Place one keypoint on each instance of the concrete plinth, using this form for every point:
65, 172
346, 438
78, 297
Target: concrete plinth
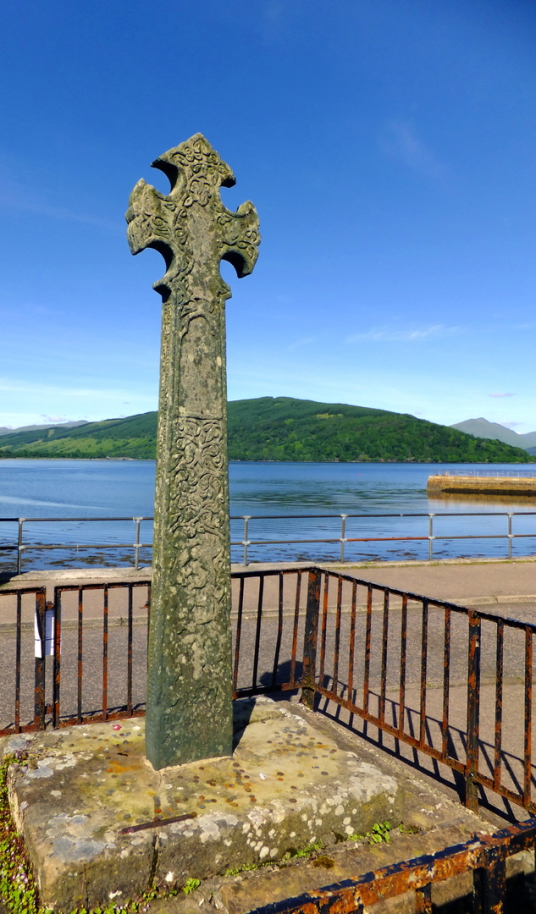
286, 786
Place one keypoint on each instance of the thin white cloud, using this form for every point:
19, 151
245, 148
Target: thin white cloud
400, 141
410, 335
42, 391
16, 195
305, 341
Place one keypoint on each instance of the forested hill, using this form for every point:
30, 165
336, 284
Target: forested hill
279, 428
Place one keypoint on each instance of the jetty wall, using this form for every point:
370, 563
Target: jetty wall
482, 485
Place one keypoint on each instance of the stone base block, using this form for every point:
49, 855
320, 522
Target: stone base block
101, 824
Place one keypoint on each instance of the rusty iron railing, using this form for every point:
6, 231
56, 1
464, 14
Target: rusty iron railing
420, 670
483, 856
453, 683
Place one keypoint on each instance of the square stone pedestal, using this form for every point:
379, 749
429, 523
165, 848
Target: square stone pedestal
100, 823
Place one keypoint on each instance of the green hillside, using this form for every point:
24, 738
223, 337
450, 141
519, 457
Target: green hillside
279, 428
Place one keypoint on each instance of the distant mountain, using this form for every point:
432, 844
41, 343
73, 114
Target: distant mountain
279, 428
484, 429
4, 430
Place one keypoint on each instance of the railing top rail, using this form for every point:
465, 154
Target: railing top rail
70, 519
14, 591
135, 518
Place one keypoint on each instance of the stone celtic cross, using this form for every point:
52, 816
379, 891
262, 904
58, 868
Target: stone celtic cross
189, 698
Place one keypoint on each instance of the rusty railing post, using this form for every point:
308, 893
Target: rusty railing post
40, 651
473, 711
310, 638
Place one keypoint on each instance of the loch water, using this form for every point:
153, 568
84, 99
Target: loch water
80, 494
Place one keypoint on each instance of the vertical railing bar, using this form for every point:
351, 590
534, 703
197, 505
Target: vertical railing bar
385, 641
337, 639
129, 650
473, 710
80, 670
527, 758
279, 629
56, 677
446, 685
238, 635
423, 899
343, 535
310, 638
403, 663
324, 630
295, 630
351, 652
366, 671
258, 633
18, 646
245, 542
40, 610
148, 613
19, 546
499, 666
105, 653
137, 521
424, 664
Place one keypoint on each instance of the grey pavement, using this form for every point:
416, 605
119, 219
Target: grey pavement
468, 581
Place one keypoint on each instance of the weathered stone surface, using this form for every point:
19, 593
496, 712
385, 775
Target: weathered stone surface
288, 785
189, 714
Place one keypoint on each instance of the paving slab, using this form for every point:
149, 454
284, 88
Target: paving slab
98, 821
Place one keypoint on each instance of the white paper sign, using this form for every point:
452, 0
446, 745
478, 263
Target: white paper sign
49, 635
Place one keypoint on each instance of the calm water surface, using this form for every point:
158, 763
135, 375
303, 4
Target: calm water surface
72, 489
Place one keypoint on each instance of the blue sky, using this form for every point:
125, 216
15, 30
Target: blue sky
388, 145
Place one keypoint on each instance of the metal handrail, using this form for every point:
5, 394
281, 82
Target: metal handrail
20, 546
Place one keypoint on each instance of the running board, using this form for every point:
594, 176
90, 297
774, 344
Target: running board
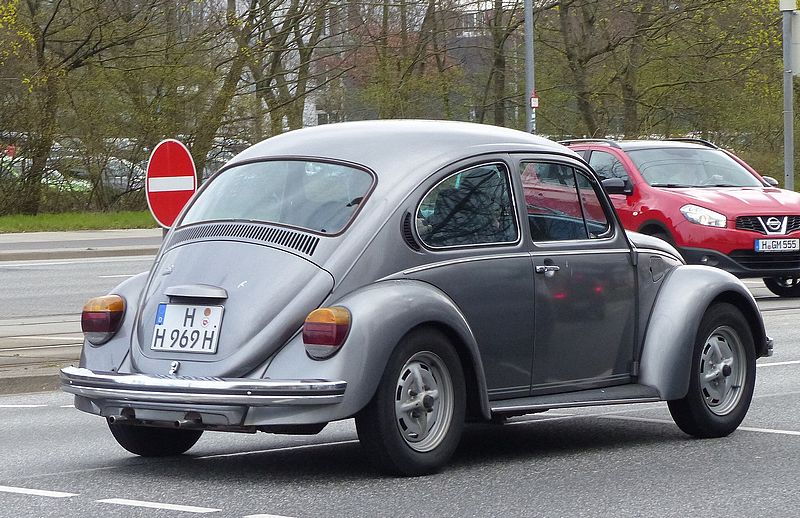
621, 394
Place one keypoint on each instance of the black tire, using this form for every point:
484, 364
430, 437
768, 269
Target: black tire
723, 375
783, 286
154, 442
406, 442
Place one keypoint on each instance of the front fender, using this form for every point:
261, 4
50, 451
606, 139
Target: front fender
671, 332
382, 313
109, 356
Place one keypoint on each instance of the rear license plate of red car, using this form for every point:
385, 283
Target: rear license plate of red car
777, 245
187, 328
+---+
> _INSTRUCTIONS FOR THE TASK_
Please repeat the records, starting with the line containing "Place one keypoint on each instance of the running" and going on through the end of the records, with "black tire" replaced by "rubber tire" and everything else unchanged. Leave the pictures out.

> _WRITTEN ANSWER_
Place one keypoint on each instance of the running board, using this form for every point:
594, 176
90, 297
774, 344
Target: running board
621, 394
Place one keypoint on each instance of the rubber tire, using this form for every point:
484, 364
430, 437
768, 269
Target: rubber tire
723, 375
783, 286
154, 442
406, 442
Place one keypoint on each instance of the front fender, using this form for every point:
261, 4
50, 451
606, 139
Target: front fender
671, 332
382, 313
109, 356
Place one keypoint on each instance of the rear license plate of red car, using this form for every point:
385, 283
Target: rear license plate of red car
777, 245
187, 328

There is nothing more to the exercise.